Java迭代器

61 阅读9分钟

迭代器是一种模式,它可以使得对于序列类型的数据结构的遍历行为与被遍历的对象分离,无需关心该序列的底层结构,只要拿到这个对象的迭代器就可以遍历这个对象的内部;

Iterator

Java 提供一个专门的迭代器<>Iterator,我们可以对某个序列实现该 interface,来提供标准的 Java 迭代器。Iterator 接口实现后的功能是"使用”一个迭代器;

package java.util;

import java.util.function.Consumer;

/**
 * An iterator over a collection.  {@code Iterator} takes the place of
 * {@link Enumeration} in the Java Collections Framework.  Iterators
 * differ from enumerations in two ways:
 *
 * <ul>
 *      <li> Iterators allow the caller to remove elements from the
 *           underlying collection during the iteration with well-defined
 *           semantics.
 *      <li> Method names have been improved.
 * </ul>
 **/
public interface Iterator<E> {
    /**
     * Returns {@code true} if the iteration has more elements.
     * (In other words, returns {@code true} if {@link #next} would
     * return an element rather than throwing an exception.)
     *
     * @return {@code true} if the iteration has more elements
     **/
    boolean hasNext();

    /**
     * Returns the next element in the iteration.
     *
     * @return the next element in the iteration
     * @throws NoSuchElementException if the iteration has no more elements
     **/
    E next();

    /**
     * Removes from the underlying collection the last element returned
     * by this iterator (optional operation).  This method can be called
     * only once per call to {@link #next}.  The behavior of an iterator
     * is unspecified if the underlying collection is modified while the
     * iteration is in progress in any way other than by calling this
     * method.

[部分记录]

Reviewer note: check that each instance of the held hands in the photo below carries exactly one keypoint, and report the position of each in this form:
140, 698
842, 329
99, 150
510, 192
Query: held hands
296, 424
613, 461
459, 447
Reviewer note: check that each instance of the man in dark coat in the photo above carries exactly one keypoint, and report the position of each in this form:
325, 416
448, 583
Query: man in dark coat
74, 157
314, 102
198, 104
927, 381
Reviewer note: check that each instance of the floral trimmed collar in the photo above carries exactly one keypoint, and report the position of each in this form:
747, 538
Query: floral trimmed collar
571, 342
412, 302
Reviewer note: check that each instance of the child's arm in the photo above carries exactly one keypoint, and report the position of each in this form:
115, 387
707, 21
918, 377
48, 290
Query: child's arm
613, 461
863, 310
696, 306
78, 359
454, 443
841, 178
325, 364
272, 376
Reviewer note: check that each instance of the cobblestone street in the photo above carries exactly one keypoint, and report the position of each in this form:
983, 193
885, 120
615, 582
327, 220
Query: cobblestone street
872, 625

## 待办任务
- 1) 请修改Java迭代器一文中从"package java.util;"起至"have been improved."止的部分，将其中的"caller"替换为"client"后重新写出。
- 2) 根据Java迭代器一文，当迭代中已没有更多元素时，调用next()方法会抛出什么异常？
- 3) 请接续Java迭代器一文的末尾，续写其后的内容。

## 参考答案
- 1)
package java.util;

import java.util.function.Consumer;

/**
 * An iterator over a collection.  {@code Iterator} takes the place of
 * {@link Enumeration} in the Java Collections Framework.  Iterators
 * differ from enumerations in two ways:
 *
 * <ul>
 *      <li> Iterators allow the client to remove elements from the
 *           underlying collection during the iteration with well-defined
 *           semantics.
 *      <li> Method names have been improved.

- 2) NoSuchElementException

- 3)
     *
     * @implSpec
     * The default implementation throws an instance of
     * {@link UnsupportedOperationException} and performs no other action.
     *
     * @throws UnsupportedOperationException if the {@code remove}
     *         operation is not supported by this iterator
     *
     * @throws IllegalStateException if the {@code next} method has not
     *         yet been called, or the {@code remove} method has already
     *         been called after the last call to the {@code next}
     *         method
     **/
    default void remove() {
        throw new UnsupportedOperationException("remove");
    }

    /**
     * Performs the given action for each remaining element until all elements
     * have been processed or the action throws an exception.  Actions are
     * performed in the order of iteration, if that order is specified.
     * Exceptions thrown by the action are relayed to the caller.
     *
     * @implSpec
     * <p>The default implementation behaves as if:
     * <pre>{@code
     *     while (hasNext())
     *         action.accept(next());
     * }</pre>
     *
     * @param action The action to be performed for each element
     * @throws NullPointerException if the specified action is null
     * @since 1.8
     **/
    default void forEachRemaining(Consumer<? super E> action) {
        Objects.requireNonNull(action);
        while (hasNext())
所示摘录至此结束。